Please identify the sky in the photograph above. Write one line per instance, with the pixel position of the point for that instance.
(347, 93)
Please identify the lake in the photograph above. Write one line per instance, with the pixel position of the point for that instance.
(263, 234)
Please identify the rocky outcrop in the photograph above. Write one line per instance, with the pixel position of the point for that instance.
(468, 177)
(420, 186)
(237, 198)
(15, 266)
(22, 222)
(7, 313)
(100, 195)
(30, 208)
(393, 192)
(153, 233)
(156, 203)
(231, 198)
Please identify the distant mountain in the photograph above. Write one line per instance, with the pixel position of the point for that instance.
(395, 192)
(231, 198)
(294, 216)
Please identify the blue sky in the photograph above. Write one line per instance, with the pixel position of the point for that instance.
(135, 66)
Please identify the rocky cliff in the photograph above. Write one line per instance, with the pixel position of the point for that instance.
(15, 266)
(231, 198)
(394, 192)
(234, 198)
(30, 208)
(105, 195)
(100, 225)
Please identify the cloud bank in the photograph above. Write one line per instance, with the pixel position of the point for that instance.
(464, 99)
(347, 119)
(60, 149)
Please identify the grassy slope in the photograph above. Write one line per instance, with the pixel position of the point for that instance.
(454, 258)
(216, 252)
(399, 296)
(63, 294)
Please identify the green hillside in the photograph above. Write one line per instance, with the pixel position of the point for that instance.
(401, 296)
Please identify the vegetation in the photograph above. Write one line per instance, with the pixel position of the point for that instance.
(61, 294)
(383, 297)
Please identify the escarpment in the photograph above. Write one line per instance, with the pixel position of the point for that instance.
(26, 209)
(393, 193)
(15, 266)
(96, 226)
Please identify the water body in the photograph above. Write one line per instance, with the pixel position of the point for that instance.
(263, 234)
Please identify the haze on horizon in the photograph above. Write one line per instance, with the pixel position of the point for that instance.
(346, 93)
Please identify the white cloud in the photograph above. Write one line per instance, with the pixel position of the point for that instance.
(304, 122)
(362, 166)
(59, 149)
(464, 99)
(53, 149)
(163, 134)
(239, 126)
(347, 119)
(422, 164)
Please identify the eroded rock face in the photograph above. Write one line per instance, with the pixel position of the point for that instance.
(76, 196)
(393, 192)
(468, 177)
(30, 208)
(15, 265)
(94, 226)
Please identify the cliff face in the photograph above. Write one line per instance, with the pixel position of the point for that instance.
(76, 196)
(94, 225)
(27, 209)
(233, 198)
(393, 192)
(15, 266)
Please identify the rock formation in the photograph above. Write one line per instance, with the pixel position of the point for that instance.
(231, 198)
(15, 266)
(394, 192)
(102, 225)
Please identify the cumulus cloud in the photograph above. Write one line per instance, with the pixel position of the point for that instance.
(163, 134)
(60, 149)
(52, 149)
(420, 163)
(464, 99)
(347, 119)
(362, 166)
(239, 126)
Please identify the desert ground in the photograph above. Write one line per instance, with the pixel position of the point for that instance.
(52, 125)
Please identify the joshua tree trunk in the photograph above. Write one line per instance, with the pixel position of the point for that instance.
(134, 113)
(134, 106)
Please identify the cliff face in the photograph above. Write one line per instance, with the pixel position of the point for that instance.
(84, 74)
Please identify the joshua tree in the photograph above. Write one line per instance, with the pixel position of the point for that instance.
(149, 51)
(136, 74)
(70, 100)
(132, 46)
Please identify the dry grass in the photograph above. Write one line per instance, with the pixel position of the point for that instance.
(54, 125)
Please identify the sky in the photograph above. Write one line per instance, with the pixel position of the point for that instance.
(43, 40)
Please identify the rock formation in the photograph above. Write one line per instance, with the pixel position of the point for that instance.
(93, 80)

# # # #

YOUR TASK:
Every record shown above should be written out again exactly.

EXPECTED OUTPUT:
Please identify the sky in the photograph above. Write one line per instance, with the pixel position of the point for that instance.
(347, 93)
Please identify the lake in the photograph above. Write one line per instance, with the pixel position of the point for that instance.
(263, 234)
Please identify the rocky outcrop in the photograph above. Write one line per instance, with the pixel position of the point for that instance.
(468, 177)
(420, 186)
(237, 198)
(15, 266)
(22, 222)
(7, 313)
(100, 195)
(30, 208)
(393, 192)
(153, 233)
(156, 203)
(231, 198)
Please identify the distant mountain in the photograph above. Write one line per instance, with the pixel position of the point for that instance.
(395, 192)
(231, 198)
(294, 216)
Please identify the blue sky in the photograph above. Write one line per instance, with the pixel position of the point for that instance.
(135, 66)
Please identify the rocky cliff in the photograph above. Write one line per instance, with the pixel position of the point for that instance.
(15, 266)
(231, 198)
(394, 192)
(234, 198)
(30, 208)
(105, 195)
(100, 225)
Please identify the cloud bank in the photograph above. Write one line per instance, with the pixel position of the point for that instance.
(464, 99)
(347, 119)
(60, 149)
Please identify the grassy slope in the photograph above. Write one line per instance, with the pixel position of the point for that instance.
(454, 258)
(216, 252)
(399, 296)
(63, 294)
Please identify the green hillside in the photograph above. Write one line per instance, with the pixel position of the point for that instance.
(401, 296)
Please identify the vegetation in the photograph above. Write one line per instance, with the pixel position of the point for that instance.
(61, 294)
(383, 297)
Please identify the escarpment in the photograph above. Write one line per instance, with the pixel position of the point for that instance.
(26, 209)
(393, 193)
(15, 266)
(96, 226)
Please identify the water body in the photograph above. Write one line per instance, with the pixel position of the point for that instance.
(263, 234)
Please identify the haze on horizon in the photograph above. Write one line per instance, with the pixel position of the point for that instance.
(346, 93)
Please identify the white cloud in the photograph above. Write one line per instance, with the pixel position of the point for that instance.
(304, 122)
(362, 166)
(59, 149)
(464, 99)
(53, 149)
(163, 134)
(239, 126)
(347, 119)
(422, 164)
Please identify the eroded rock face in the photograph above. Write one line per instance, with the pixel position of the point for that instance.
(76, 196)
(393, 192)
(468, 177)
(30, 208)
(15, 265)
(94, 226)
Please identify the cliff face in the photograph above. Write one line per instance, with the pixel position of the point for that instance.
(76, 196)
(94, 225)
(27, 209)
(233, 198)
(393, 192)
(15, 266)
Please identify the rock formation in the photograph above. Write one line per instance, with the pixel position of the point for that instance.
(231, 198)
(15, 266)
(394, 192)
(102, 225)
Please identify the cumulus cloud in the photograph above. Write one line per instance, with the pixel position of the point for that instance.
(163, 134)
(60, 149)
(52, 149)
(420, 163)
(464, 99)
(347, 119)
(362, 166)
(239, 126)
Please identify the desert ground in the photograph above. Write one line per instance, with the pixel position of the point for that instance.
(52, 125)
Please identify the joshua tree trunk in the photograph above. Write one line per instance, with the pixel position of the point for that instance.
(134, 113)
(134, 106)
Please identify the cliff face in the photograph above. Write one line per instance, with the pixel position of the point for that instance.
(84, 74)
Please identify the joshua tree in the photograph above. Write one line per instance, with the pixel position of the point for that instance.
(149, 51)
(136, 74)
(70, 100)
(132, 46)
Please identify the dry grass in the photograph above. Write one line per instance, with the pixel position of the point for that instance.
(54, 125)
Please identify the sky in the photograph above. Write one line per instance, with the pixel position of the point for that instance.
(43, 40)
Please identify the rock formation in the photograph above. Write one line per instance, with the pixel position of the point for that instance.
(93, 80)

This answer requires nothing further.